▸ **MATERIAL FOR THIS TASK**
----------

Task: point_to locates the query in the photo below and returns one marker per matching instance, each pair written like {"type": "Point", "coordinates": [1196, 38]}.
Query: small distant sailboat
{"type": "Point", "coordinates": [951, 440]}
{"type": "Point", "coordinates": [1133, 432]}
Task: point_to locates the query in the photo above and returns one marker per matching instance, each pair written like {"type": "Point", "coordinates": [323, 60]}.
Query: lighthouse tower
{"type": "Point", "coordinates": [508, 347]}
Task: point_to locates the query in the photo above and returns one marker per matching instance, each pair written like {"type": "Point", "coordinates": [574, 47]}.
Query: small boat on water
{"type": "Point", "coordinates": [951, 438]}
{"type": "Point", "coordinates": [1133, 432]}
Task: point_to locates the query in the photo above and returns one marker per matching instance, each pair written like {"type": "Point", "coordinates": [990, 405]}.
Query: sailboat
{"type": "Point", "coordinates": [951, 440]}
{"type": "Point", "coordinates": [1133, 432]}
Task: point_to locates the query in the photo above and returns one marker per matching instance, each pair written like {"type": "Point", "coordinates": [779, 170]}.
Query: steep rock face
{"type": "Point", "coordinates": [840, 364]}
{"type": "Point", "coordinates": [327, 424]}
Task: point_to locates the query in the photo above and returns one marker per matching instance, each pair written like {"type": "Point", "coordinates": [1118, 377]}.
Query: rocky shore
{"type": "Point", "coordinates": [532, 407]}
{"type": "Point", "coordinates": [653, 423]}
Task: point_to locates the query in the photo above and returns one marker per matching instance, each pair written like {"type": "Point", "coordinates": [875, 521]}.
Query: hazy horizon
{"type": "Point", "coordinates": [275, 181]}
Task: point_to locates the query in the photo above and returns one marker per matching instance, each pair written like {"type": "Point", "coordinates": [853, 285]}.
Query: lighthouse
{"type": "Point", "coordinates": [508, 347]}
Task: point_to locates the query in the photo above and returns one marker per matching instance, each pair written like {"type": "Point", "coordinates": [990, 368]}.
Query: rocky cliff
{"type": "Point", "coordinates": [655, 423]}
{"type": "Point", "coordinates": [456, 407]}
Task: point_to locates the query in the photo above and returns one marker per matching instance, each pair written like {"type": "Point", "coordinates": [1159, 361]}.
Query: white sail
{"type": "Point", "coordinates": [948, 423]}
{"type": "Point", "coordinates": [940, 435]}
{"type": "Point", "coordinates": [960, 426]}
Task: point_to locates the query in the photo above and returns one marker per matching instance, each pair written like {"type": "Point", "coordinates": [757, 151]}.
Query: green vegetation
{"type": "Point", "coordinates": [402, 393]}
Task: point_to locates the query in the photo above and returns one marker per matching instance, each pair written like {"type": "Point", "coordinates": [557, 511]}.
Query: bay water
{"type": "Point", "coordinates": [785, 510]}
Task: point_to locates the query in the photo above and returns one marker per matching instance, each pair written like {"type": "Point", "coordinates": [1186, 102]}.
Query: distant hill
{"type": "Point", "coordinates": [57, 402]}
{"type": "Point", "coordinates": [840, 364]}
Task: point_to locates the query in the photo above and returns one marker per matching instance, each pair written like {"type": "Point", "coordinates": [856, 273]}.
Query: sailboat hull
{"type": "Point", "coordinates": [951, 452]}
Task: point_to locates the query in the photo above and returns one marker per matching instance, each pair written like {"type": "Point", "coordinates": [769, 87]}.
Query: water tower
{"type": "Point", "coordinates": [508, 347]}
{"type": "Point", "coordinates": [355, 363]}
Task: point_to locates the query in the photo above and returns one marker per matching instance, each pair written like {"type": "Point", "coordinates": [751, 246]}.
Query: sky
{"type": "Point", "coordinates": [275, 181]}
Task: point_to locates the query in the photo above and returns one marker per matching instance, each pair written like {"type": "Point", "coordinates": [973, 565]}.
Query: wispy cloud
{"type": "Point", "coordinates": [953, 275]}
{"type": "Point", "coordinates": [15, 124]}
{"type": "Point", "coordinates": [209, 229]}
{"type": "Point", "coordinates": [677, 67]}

----------

▸ **WORK TO COMPLETE**
Output the records again in full. Keep every character as written.

▸ **ANSWER**
Task: point_to locates the query in the photo below and returns one marker per matching instance, each pair written like {"type": "Point", "coordinates": [1196, 38]}.
Query: small distant sailboat
{"type": "Point", "coordinates": [951, 440]}
{"type": "Point", "coordinates": [1133, 432]}
Task: point_to locates the query in the photo above and returns one marker per matching instance, each pair written like {"type": "Point", "coordinates": [323, 60]}.
Query: lighthouse tower
{"type": "Point", "coordinates": [508, 347]}
Task: point_to locates the query in the photo above and returns one marker per matching instance, each pair written like {"type": "Point", "coordinates": [574, 47]}.
Query: small boat on water
{"type": "Point", "coordinates": [951, 438]}
{"type": "Point", "coordinates": [1133, 432]}
Task: point_to locates the query in the photo above and returns one marker per matching instance, each pair written like {"type": "Point", "coordinates": [990, 405]}.
Query: sailboat
{"type": "Point", "coordinates": [951, 440]}
{"type": "Point", "coordinates": [1133, 432]}
Task: point_to locates the query in the photo above and returns one marker per matching instance, each pair written like {"type": "Point", "coordinates": [779, 170]}.
Query: steep rock face
{"type": "Point", "coordinates": [840, 364]}
{"type": "Point", "coordinates": [327, 424]}
Task: point_to locates the query in the photo above and returns one marker per matching instance, each pair written like {"type": "Point", "coordinates": [1118, 377]}.
Query: rocky shore
{"type": "Point", "coordinates": [532, 407]}
{"type": "Point", "coordinates": [653, 423]}
Task: point_to locates the query in the photo above and returns one marker per matching instance, each pair written like {"type": "Point", "coordinates": [875, 521]}.
Query: hazy horizon
{"type": "Point", "coordinates": [275, 181]}
Task: point_to locates the query in the photo above and returns one marker per matching instance, each pair written like {"type": "Point", "coordinates": [853, 285]}.
Query: lighthouse
{"type": "Point", "coordinates": [508, 347]}
Task: point_to locates the query in the photo above and returns one marker per matching instance, each pair written like {"type": "Point", "coordinates": [990, 368]}.
Query: rocky cliff
{"type": "Point", "coordinates": [655, 423]}
{"type": "Point", "coordinates": [456, 407]}
Task: point_to locates the query in the photo above and returns one marker per matching instance, each pair written like {"type": "Point", "coordinates": [1159, 361]}.
Query: white sail
{"type": "Point", "coordinates": [948, 423]}
{"type": "Point", "coordinates": [940, 435]}
{"type": "Point", "coordinates": [960, 426]}
Task: point_to locates the query in the photo above and returns one marker per matching instance, each pair written like {"type": "Point", "coordinates": [757, 151]}.
Query: green vegetation
{"type": "Point", "coordinates": [402, 393]}
Task: point_to locates the query in the photo above and returns one marker per matching instance, each pair written like {"type": "Point", "coordinates": [557, 511]}.
Query: bay water
{"type": "Point", "coordinates": [785, 510]}
Task: point_to locates the query in the photo above and returns one marker per matching instance, each pair written like {"type": "Point", "coordinates": [1186, 102]}.
Query: distant hill
{"type": "Point", "coordinates": [57, 402]}
{"type": "Point", "coordinates": [840, 364]}
Task: point_to locates the query in the photo above and returns one marker per matching instance, each pair written like {"type": "Point", "coordinates": [856, 273]}.
Query: sailboat hull
{"type": "Point", "coordinates": [951, 452]}
Task: point_to locates the query in the photo above and returns one marker per matching instance, each pair written like {"type": "Point", "coordinates": [769, 87]}.
Query: water tower
{"type": "Point", "coordinates": [508, 347]}
{"type": "Point", "coordinates": [355, 363]}
Task: point_to locates the query in the photo above and returns one marker per matching instance, each pair written like {"type": "Point", "coordinates": [751, 246]}.
Query: sky
{"type": "Point", "coordinates": [275, 181]}
Task: point_to locates the query in the photo above and returns one marker per matching instance, each pair written like {"type": "Point", "coordinates": [973, 565]}.
Query: wispy cloud
{"type": "Point", "coordinates": [953, 275]}
{"type": "Point", "coordinates": [15, 124]}
{"type": "Point", "coordinates": [209, 229]}
{"type": "Point", "coordinates": [677, 67]}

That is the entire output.